Activity: Reproduce all of the data that follows, character for character.

-=-=-

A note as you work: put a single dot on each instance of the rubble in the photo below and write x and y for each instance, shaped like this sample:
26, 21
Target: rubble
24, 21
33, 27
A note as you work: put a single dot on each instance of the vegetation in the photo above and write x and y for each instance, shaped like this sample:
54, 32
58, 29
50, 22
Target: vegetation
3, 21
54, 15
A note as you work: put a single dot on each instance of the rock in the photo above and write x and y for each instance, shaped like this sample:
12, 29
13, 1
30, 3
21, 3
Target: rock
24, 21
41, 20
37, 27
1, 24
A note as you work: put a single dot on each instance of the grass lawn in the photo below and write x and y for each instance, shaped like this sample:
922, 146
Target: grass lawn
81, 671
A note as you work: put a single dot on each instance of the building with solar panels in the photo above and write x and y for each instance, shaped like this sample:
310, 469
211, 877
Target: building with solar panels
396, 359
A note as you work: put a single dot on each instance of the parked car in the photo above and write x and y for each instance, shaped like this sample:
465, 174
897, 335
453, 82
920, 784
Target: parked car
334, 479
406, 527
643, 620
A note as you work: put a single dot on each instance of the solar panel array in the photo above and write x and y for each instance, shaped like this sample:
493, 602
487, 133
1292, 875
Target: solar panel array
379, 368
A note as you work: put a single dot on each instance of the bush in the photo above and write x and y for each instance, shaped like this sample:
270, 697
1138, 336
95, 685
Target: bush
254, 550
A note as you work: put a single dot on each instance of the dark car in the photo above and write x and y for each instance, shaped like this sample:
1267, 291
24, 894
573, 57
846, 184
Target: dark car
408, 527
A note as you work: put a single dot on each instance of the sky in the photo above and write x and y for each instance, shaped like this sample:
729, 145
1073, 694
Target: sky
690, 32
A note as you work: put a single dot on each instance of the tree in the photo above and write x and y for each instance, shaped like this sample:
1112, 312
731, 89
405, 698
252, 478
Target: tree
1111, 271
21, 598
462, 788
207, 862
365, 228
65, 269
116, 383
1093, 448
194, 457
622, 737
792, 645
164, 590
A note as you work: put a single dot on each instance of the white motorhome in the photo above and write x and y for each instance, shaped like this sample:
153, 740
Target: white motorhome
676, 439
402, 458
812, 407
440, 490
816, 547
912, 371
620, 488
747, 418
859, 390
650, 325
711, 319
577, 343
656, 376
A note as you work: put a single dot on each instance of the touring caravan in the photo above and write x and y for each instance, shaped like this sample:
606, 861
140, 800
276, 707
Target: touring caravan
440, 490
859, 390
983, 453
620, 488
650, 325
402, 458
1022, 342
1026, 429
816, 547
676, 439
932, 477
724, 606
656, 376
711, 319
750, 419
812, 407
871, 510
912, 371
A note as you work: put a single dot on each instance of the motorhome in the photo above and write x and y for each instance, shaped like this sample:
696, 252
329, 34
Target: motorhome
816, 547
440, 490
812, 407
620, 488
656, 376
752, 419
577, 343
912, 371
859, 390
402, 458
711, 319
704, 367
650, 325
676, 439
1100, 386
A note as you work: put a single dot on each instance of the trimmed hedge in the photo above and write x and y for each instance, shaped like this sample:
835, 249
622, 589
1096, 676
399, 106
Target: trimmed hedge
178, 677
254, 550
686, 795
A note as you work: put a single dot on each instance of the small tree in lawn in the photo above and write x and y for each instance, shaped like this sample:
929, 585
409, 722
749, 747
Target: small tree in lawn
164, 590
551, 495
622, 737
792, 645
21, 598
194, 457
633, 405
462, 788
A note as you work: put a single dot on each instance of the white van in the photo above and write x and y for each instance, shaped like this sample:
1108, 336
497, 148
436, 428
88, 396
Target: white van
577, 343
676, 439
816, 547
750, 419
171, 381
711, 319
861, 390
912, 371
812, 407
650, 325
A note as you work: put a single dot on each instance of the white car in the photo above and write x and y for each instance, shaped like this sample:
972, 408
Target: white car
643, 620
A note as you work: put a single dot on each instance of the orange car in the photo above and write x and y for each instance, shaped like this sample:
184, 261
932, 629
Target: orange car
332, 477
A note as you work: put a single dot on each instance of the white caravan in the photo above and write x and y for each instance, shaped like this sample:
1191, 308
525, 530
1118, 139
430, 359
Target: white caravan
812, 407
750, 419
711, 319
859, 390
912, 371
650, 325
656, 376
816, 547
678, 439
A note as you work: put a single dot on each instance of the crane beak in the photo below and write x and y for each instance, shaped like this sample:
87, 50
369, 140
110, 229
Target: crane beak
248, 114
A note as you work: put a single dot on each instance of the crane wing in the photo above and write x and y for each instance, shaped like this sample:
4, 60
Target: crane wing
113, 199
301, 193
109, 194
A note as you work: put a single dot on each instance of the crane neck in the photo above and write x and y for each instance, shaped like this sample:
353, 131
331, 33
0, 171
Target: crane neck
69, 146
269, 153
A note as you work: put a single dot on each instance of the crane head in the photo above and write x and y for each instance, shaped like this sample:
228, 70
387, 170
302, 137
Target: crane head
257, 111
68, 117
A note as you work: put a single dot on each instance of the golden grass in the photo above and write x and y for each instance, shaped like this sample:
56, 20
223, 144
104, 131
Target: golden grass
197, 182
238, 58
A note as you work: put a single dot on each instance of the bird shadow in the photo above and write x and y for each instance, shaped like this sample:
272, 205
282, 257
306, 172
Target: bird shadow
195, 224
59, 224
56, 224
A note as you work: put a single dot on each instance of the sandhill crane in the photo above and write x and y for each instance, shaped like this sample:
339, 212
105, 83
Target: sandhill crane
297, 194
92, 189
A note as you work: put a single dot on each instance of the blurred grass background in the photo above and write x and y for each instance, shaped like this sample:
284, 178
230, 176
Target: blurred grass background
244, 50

-=-=-

Worked solution:
A note as you work: put a single dot on each instance of the rubble in the photo below and write x and y for each instance, shaped like this sample:
26, 21
Target: rubble
24, 21
33, 27
A note as you work: put a single dot on each instance of the vegetation in the photo above and write x and y for each instance, shaped like this sample:
54, 32
58, 29
50, 22
Target: vegetation
3, 21
54, 15
A note as you work: put a single dot on each instance of the rock in the photo above and write x and y for each instance, shaped like this sample:
12, 29
13, 1
30, 3
21, 3
Target: rock
24, 21
41, 20
37, 27
1, 24
A note as you work: put a single dot on each instance of the grass lawn in the photo below and write x and y for each instance, shaped like this sample:
922, 146
Target: grass lawn
81, 671
A note as you work: put a single dot on each instance of the building with solar panels in the photo above and write x and y for each instance, shaped like this sample:
310, 469
211, 877
Target: building with solar panels
396, 359
A note as you work: put a single dot on each instance of the parked car in the photo above and write x and y for each instance, shaped like this sample:
465, 174
897, 335
453, 82
920, 784
Target: parked car
334, 479
406, 527
643, 620
A note as you work: put a single dot on each instance of the solar panel array in the photo above and write x and y for each instance, shaped like this sample:
493, 602
487, 133
1292, 875
Target: solar panel array
379, 368
A note as you work: put a single dot on each instance of the bush in the photo above and write x and y for each instance, shaped like this sample:
270, 697
1138, 336
95, 685
Target: bush
254, 550
A note as you work: put a single dot on each instance of the dark car in the photo above and write x and y for each instance, shaped like this sample:
1267, 291
24, 894
573, 57
846, 184
Target: dark car
408, 527
A note as you work: put a single dot on each instance of the sky in the photo above and write x and y for each instance, shaped like this sample:
729, 145
1073, 694
Target: sky
690, 32
A note as you work: put a single dot on each instance of the tree in the photo above and write x and y for each instance, shaped like this sample:
1112, 312
731, 89
405, 698
252, 478
Target: tree
1111, 271
21, 598
462, 788
207, 862
365, 228
65, 269
116, 383
1093, 448
194, 457
622, 737
792, 645
164, 590
A note as you work: put a single dot on each instance of the white motorhome in the photo above and write x and y for each instance, shaped like this sample:
153, 740
Target: white motorhome
676, 439
402, 458
812, 407
440, 490
816, 547
912, 371
620, 488
747, 418
859, 390
650, 325
711, 319
577, 343
656, 376
A note as you work: put a single dot on each instance of the touring caravan in the photo above and write x and y for each instance, shaped like this sample:
606, 861
140, 800
276, 707
Target: touring caravan
440, 490
859, 390
983, 453
620, 488
650, 325
402, 458
1022, 342
1026, 429
816, 547
676, 439
932, 477
724, 606
656, 376
711, 319
750, 419
812, 407
871, 510
912, 371
A note as you work: put a single dot on each instance of the motorhome in the photo above and write x and y for each instance, shaped like this sample:
696, 252
329, 34
Target: motorhome
816, 547
440, 490
812, 407
620, 488
656, 376
752, 419
577, 343
912, 371
859, 390
402, 458
711, 319
704, 367
650, 325
676, 439
1100, 386
A note as you work: put a single dot on each instance of the trimmed hedge in the photo above and write x and y for each instance, shaped like this sample:
835, 249
622, 589
1096, 676
399, 106
Target: trimmed hedge
178, 677
254, 550
686, 795
A note as you work: put a single dot on each instance of the small tree in lawn in the photo above and write x and y for each instance, shaped like this sample:
929, 585
409, 722
749, 747
Target: small tree in lawn
164, 590
551, 495
622, 737
792, 645
21, 598
194, 457
633, 405
462, 788
A note as you work: put a single dot on each instance of the white van in the photo above and write x and y for each instance, shaped like this sample:
1108, 336
497, 148
436, 428
88, 396
Target: white van
577, 343
676, 439
816, 547
750, 419
171, 381
711, 319
861, 390
912, 371
812, 407
650, 325
A note as you work: put a single dot on each instance of the white car in the photo above and write x and y for each instance, shaped like this sample:
972, 408
Target: white car
643, 620
A note as you work: put a single dot on each instance of the orange car in the photo above and write x and y for each instance, shaped like this sample:
184, 261
932, 629
Target: orange car
332, 477
A note as you work: put a single dot on each instance of the white caravan in the photo above and write x and y for each instance, shaped like this sample:
1191, 308
525, 530
1118, 139
430, 359
Target: white caravan
812, 407
750, 419
711, 319
859, 390
912, 371
650, 325
656, 376
816, 547
678, 439
A note as you work: put a single dot on each instance of the crane beak in the photo below and write x and y for each instance, shaped like this sample:
87, 50
369, 140
110, 229
Target: crane beak
248, 114
A note as you work: put a single dot on each instance of the crane wing in the photo above and write x and y for each instance, shaped like this sample:
4, 60
Target: crane wing
113, 199
301, 193
109, 194
A note as you work: put a single dot on each instance of the crane neck in the photo above and write x and y for each instance, shaped like this sample:
353, 131
331, 33
0, 171
Target: crane neck
69, 146
269, 153
A note as you work: put a single dot on each instance of the crane head in the photo above and write x and y for each instance, shaped like this sample:
228, 70
387, 170
302, 137
Target: crane head
257, 111
68, 117
A note as you work: put a single dot on each instance of the golden grass in the photo above and write x and y for each instance, shaped like this sample:
56, 20
223, 144
104, 131
Target: golden grass
197, 182
238, 58
A note as you work: put a single dot on each instance of the bird shadow in the photo above and write x and y for each instance, shaped like this sample:
272, 205
282, 257
306, 172
Target: bird shadow
195, 224
59, 224
56, 224
A note as you work: put a single dot on each instance of the sandhill crane in the photo above and write x and y for each instance, shaped like this sample:
339, 212
105, 83
Target: sandhill crane
297, 194
92, 189
A note as you work: put a single dot on each instance of the blurred grass background in the photo above and write x and y for each instance, shaped like this sample:
284, 178
230, 176
Target: blurred grass background
244, 50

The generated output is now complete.